• _Exercise details_: Output the material below line for line, with no changes.

>>>

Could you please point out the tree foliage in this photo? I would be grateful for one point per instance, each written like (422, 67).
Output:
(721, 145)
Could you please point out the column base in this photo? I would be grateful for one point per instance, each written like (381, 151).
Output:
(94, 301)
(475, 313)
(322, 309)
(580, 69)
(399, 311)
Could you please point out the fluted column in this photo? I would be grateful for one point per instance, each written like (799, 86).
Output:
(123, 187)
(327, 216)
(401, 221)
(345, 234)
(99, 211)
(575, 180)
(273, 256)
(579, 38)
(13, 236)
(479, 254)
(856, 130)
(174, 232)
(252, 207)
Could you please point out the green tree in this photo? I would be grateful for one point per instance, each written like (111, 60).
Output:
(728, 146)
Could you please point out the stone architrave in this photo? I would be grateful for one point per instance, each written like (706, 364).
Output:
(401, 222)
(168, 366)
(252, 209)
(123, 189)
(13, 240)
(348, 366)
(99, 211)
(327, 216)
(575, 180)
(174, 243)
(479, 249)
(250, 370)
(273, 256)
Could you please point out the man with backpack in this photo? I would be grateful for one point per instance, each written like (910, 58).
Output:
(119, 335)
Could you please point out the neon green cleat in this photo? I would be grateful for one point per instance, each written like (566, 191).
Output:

<<<

• _Result of this exercise_:
Could you please point out the tree foliage in this photo? I would be grateful for one point per instance, each written like (422, 67).
Output:
(721, 145)
Could you please point out the column base in this photo? I would be grateful for one point per instance, each written like (381, 151).
Output:
(94, 301)
(475, 313)
(322, 309)
(580, 69)
(399, 311)
Could you please point out the fluted column in this photo? I would be grateful for one point per instance, each written like (799, 86).
Output:
(123, 187)
(327, 216)
(401, 221)
(345, 234)
(99, 211)
(575, 180)
(273, 256)
(579, 38)
(13, 236)
(479, 254)
(856, 130)
(174, 232)
(252, 207)
Could you please point out the green tree in this photo? I would be grateful for one point per instance, each written like (111, 60).
Output:
(728, 146)
Could you please point out the stone architrave in this photo? I would be grateful for one point per instance, each written like (706, 364).
Output:
(401, 222)
(168, 366)
(252, 209)
(123, 189)
(13, 240)
(348, 366)
(99, 211)
(327, 216)
(575, 180)
(174, 243)
(479, 249)
(250, 370)
(273, 256)
Could you please point out the man with backpack in this photo? I would be grateful for one point per instance, each written like (910, 58).
Output:
(119, 335)
Could you please point out the neon green cleat in this photo? I would be grateful for one point per instance, each written like (566, 191).
Output:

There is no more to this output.